═════ Entries

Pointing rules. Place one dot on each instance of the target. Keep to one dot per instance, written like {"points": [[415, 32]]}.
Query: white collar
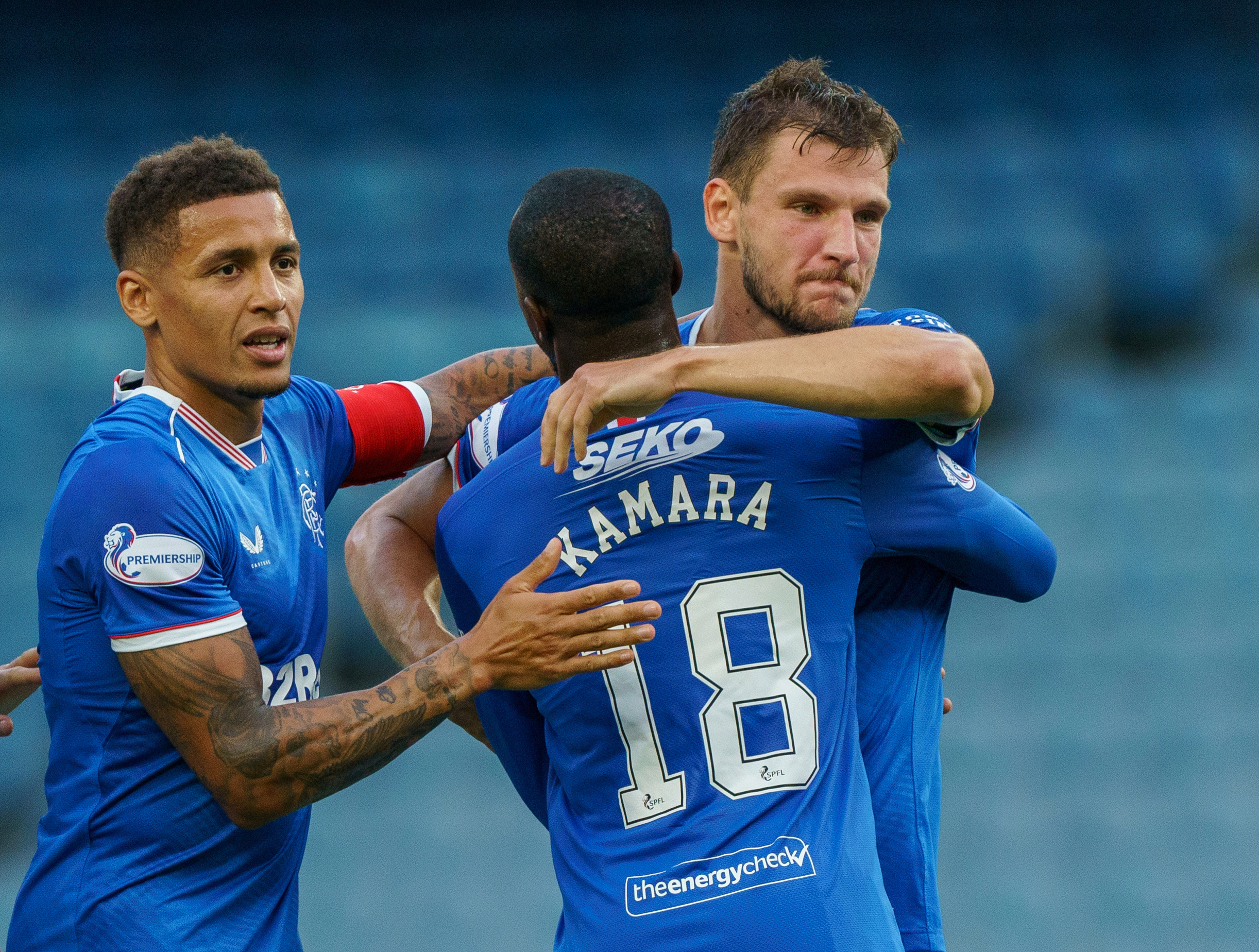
{"points": [[125, 388], [695, 328]]}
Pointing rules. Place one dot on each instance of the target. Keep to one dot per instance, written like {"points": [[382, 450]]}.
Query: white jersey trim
{"points": [[178, 634], [695, 329], [426, 407], [196, 420]]}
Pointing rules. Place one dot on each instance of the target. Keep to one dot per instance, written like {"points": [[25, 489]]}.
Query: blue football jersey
{"points": [[164, 532], [902, 613], [713, 794]]}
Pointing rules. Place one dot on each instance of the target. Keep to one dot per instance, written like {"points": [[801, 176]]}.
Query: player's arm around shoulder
{"points": [[398, 425], [461, 392], [920, 502], [875, 372]]}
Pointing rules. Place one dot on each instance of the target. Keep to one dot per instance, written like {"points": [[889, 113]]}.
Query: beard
{"points": [[795, 316], [260, 391]]}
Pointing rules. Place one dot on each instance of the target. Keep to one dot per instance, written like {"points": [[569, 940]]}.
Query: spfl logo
{"points": [[955, 474], [311, 514], [155, 559]]}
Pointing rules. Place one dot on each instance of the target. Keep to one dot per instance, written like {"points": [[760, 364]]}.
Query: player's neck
{"points": [[735, 316], [236, 417], [650, 335]]}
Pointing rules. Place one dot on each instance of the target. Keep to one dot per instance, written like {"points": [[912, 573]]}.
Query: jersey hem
{"points": [[178, 634]]}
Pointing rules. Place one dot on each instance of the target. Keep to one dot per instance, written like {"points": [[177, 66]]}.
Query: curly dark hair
{"points": [[592, 244], [796, 95], [141, 223]]}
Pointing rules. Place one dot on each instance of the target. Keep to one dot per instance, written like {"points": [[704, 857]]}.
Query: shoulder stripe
{"points": [[202, 426]]}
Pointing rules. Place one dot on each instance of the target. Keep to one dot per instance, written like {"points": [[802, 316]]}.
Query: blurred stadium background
{"points": [[1079, 191]]}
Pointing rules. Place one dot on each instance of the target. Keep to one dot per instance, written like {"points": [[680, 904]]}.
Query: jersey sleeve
{"points": [[390, 423], [512, 720], [920, 502], [940, 434], [499, 429], [137, 532]]}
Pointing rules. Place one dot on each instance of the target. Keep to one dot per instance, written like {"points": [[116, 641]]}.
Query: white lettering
{"points": [[605, 529], [639, 508], [622, 451], [682, 503], [703, 429], [717, 498], [569, 554], [592, 463], [286, 683], [656, 443], [758, 508], [267, 681], [304, 676]]}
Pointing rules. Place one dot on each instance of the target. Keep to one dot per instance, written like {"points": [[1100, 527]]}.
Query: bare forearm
{"points": [[395, 576], [460, 392], [262, 762], [284, 758], [861, 372]]}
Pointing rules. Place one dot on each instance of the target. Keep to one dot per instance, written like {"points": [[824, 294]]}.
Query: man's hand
{"points": [[19, 679], [889, 373], [262, 762], [528, 640]]}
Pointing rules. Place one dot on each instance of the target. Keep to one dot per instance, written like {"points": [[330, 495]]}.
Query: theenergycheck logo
{"points": [[646, 449], [718, 877], [955, 474], [155, 559]]}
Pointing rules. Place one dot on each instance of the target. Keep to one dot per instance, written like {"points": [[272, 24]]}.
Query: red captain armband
{"points": [[390, 423]]}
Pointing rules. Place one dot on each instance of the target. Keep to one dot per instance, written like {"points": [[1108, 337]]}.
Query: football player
{"points": [[712, 796], [183, 587]]}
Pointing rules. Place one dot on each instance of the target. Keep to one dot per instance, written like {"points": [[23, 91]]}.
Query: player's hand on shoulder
{"points": [[528, 639], [19, 679], [596, 395]]}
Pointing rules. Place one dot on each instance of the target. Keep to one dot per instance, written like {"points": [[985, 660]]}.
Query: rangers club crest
{"points": [[155, 559], [311, 516], [955, 474]]}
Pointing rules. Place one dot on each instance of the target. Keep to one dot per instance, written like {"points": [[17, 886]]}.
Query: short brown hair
{"points": [[796, 95], [143, 218]]}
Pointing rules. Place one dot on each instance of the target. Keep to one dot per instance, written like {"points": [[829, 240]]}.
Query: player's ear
{"points": [[539, 325], [137, 296], [722, 211]]}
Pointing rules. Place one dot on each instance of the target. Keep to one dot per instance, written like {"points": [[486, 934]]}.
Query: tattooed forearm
{"points": [[262, 762], [460, 392]]}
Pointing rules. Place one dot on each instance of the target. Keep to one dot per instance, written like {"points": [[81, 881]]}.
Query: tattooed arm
{"points": [[389, 559], [460, 392], [261, 762]]}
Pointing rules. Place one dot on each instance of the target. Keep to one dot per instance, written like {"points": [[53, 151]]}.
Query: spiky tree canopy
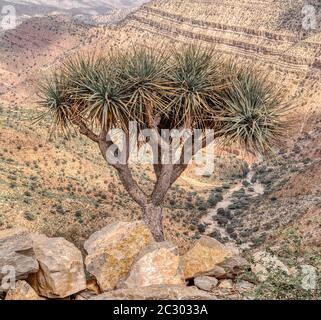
{"points": [[187, 88]]}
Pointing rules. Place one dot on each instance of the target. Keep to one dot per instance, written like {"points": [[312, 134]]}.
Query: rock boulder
{"points": [[112, 250], [61, 271]]}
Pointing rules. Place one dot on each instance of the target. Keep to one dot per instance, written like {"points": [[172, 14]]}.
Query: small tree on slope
{"points": [[189, 88]]}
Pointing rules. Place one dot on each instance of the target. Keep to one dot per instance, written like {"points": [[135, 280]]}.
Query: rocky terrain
{"points": [[123, 262], [63, 189]]}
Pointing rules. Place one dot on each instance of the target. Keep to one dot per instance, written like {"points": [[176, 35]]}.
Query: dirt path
{"points": [[209, 221]]}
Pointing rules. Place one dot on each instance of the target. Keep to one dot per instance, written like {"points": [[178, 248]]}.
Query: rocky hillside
{"points": [[123, 262], [62, 188]]}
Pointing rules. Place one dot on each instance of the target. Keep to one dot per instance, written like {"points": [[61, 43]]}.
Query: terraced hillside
{"points": [[273, 41], [32, 47], [267, 34]]}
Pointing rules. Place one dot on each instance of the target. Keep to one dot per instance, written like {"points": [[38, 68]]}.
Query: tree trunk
{"points": [[153, 217]]}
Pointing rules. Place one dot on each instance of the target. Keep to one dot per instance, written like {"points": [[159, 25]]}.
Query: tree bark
{"points": [[153, 217]]}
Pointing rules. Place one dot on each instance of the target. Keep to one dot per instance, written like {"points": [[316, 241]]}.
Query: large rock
{"points": [[22, 291], [160, 292], [265, 264], [157, 264], [204, 257], [16, 251], [112, 250], [61, 271], [206, 283]]}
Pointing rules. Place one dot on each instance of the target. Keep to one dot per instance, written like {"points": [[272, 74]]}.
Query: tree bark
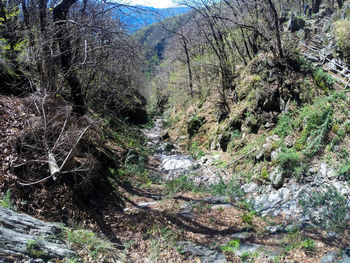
{"points": [[188, 62], [277, 28], [60, 13]]}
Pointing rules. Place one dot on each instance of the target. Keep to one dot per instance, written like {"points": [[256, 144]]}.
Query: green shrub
{"points": [[248, 217], [319, 120], [285, 125], [289, 160], [231, 189], [305, 65], [195, 151], [181, 183], [231, 246], [323, 80], [344, 170], [332, 205], [342, 36], [87, 240], [6, 200], [308, 244]]}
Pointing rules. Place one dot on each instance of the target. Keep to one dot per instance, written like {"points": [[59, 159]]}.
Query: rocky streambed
{"points": [[317, 199]]}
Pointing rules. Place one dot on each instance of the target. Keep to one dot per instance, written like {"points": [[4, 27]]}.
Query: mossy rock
{"points": [[194, 124]]}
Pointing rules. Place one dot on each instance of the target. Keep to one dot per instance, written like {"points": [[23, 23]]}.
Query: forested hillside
{"points": [[218, 135]]}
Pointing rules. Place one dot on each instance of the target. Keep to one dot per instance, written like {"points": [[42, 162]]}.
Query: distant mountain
{"points": [[138, 17]]}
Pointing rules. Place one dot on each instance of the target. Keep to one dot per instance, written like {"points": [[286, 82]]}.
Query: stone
{"points": [[205, 254], [175, 162], [165, 135], [250, 188], [289, 141], [295, 23], [224, 140], [323, 170], [247, 248], [16, 231], [274, 155], [275, 229], [216, 200], [221, 115], [260, 156], [277, 179], [331, 174], [194, 124], [241, 235], [330, 257], [221, 206]]}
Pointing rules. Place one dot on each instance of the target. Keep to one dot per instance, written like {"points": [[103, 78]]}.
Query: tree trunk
{"points": [[188, 62], [277, 29], [60, 13], [316, 6], [340, 3]]}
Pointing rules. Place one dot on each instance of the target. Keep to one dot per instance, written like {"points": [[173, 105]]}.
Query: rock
{"points": [[247, 248], [194, 124], [235, 123], [19, 230], [295, 23], [331, 174], [330, 257], [268, 125], [260, 156], [277, 179], [345, 256], [167, 147], [276, 229], [165, 135], [274, 154], [289, 141], [221, 115], [221, 206], [323, 170], [331, 66], [176, 162], [271, 103], [214, 200], [205, 254], [253, 124], [241, 235], [250, 188], [224, 140]]}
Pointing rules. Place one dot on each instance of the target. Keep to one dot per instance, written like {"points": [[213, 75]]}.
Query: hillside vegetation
{"points": [[217, 135]]}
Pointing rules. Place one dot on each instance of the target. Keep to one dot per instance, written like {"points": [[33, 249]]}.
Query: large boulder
{"points": [[194, 124], [23, 236], [296, 23]]}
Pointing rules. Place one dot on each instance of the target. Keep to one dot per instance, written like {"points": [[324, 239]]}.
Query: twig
{"points": [[70, 152]]}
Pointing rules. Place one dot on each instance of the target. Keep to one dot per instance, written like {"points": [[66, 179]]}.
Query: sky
{"points": [[154, 3]]}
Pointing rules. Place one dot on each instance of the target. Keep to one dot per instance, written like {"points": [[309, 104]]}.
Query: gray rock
{"points": [[277, 179], [194, 124], [241, 235], [165, 135], [248, 248], [345, 256], [330, 257], [323, 170], [216, 200], [260, 156], [295, 23], [275, 229], [18, 230], [250, 188], [206, 255], [221, 206], [175, 162]]}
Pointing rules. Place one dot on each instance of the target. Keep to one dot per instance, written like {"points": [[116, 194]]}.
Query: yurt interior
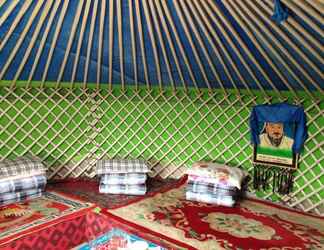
{"points": [[161, 124]]}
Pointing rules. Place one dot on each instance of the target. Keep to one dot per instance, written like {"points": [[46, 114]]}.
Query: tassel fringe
{"points": [[282, 179]]}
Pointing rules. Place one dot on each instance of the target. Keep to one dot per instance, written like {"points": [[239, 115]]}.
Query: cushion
{"points": [[121, 178], [227, 201], [21, 166], [121, 166], [21, 184], [122, 189], [220, 173]]}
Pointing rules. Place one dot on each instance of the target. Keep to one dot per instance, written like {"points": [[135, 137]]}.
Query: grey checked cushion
{"points": [[21, 166], [121, 166]]}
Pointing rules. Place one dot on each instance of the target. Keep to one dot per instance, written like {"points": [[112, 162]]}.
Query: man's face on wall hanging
{"points": [[274, 132]]}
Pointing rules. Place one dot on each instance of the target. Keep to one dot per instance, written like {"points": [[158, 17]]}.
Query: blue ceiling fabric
{"points": [[185, 43], [280, 12]]}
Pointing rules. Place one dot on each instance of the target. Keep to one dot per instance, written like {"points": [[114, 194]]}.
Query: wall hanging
{"points": [[278, 132]]}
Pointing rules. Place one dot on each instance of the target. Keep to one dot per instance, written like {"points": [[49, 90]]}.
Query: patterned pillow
{"points": [[21, 166], [219, 173], [121, 166]]}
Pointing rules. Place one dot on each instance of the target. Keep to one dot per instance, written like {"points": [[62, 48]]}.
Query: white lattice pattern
{"points": [[71, 129]]}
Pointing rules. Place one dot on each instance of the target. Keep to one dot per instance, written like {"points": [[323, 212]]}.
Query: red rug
{"points": [[252, 224], [52, 219]]}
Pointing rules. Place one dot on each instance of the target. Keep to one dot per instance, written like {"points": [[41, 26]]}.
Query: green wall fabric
{"points": [[67, 127]]}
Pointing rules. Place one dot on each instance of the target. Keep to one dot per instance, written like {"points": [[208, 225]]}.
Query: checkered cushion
{"points": [[21, 166], [122, 189], [32, 182], [215, 189], [9, 198], [227, 201], [128, 178], [121, 166], [231, 176]]}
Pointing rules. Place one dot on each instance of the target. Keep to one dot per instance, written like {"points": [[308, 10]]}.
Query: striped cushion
{"points": [[121, 166], [16, 185], [122, 189], [221, 200], [128, 178], [21, 166]]}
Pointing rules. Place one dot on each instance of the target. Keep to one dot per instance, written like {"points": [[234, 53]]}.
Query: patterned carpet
{"points": [[251, 224], [53, 221]]}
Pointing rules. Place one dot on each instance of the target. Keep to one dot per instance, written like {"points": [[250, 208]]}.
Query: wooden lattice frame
{"points": [[71, 129]]}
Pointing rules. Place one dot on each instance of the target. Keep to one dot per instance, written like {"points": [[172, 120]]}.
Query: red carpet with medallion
{"points": [[54, 221], [252, 224]]}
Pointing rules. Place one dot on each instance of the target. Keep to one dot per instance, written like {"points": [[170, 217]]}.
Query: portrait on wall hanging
{"points": [[278, 132], [276, 144]]}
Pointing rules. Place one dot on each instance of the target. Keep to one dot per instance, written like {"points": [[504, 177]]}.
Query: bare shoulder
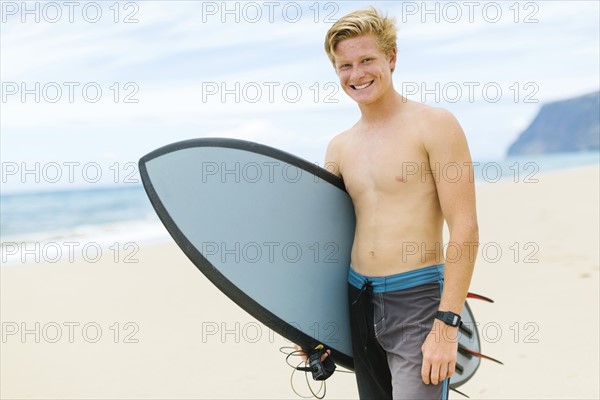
{"points": [[334, 156], [437, 126]]}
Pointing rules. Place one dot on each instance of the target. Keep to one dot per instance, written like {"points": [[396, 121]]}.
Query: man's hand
{"points": [[304, 355], [439, 353]]}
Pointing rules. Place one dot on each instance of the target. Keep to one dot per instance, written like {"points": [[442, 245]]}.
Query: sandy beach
{"points": [[146, 324]]}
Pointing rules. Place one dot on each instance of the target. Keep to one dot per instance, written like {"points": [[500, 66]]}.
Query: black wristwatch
{"points": [[449, 318]]}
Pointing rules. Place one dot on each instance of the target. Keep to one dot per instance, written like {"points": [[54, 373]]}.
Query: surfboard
{"points": [[273, 232]]}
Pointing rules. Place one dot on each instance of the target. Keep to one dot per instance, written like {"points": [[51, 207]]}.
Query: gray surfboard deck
{"points": [[273, 232]]}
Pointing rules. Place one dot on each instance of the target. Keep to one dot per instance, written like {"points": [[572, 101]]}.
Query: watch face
{"points": [[449, 318]]}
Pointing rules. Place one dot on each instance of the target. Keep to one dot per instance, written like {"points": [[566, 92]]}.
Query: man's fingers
{"points": [[451, 369], [426, 372]]}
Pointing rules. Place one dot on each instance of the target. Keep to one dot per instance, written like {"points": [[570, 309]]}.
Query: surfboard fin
{"points": [[479, 297]]}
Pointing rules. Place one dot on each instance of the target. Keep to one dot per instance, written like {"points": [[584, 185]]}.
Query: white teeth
{"points": [[363, 86]]}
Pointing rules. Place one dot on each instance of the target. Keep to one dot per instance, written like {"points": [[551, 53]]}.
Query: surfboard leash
{"points": [[320, 370]]}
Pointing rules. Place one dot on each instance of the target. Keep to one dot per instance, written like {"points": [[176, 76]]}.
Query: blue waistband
{"points": [[404, 280]]}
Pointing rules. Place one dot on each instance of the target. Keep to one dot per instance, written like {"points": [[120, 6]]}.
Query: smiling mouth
{"points": [[363, 86]]}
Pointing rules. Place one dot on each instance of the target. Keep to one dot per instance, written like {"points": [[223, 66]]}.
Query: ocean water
{"points": [[53, 225]]}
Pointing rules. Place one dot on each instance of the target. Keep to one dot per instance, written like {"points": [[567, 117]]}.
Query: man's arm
{"points": [[450, 160]]}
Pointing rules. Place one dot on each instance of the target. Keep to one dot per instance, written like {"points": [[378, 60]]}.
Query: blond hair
{"points": [[359, 23]]}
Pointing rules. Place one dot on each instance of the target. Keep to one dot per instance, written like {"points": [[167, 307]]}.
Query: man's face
{"points": [[364, 71]]}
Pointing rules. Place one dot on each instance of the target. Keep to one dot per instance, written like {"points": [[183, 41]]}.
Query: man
{"points": [[407, 169]]}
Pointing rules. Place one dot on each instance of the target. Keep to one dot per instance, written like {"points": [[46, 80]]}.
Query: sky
{"points": [[90, 87]]}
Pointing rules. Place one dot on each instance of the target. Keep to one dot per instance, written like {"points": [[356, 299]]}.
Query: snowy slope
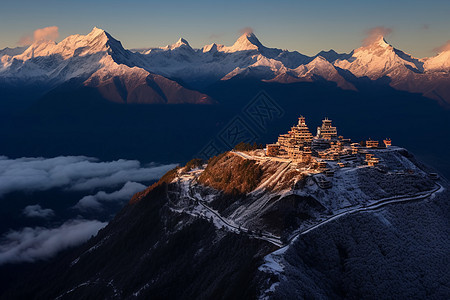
{"points": [[79, 56]]}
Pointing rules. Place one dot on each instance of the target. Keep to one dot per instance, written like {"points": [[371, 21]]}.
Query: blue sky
{"points": [[306, 26]]}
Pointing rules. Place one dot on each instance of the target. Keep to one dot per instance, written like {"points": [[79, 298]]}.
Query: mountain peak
{"points": [[247, 41], [381, 42], [180, 43]]}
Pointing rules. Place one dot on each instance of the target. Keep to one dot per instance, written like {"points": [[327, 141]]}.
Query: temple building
{"points": [[326, 131], [300, 146], [371, 144], [295, 142], [387, 142]]}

══════════

__Instructions to follow__
Locate every line in the data above that contains the word "green", and copy each one. Case counts.

__Right answer__
Query: green shrub
Query: green wall fabric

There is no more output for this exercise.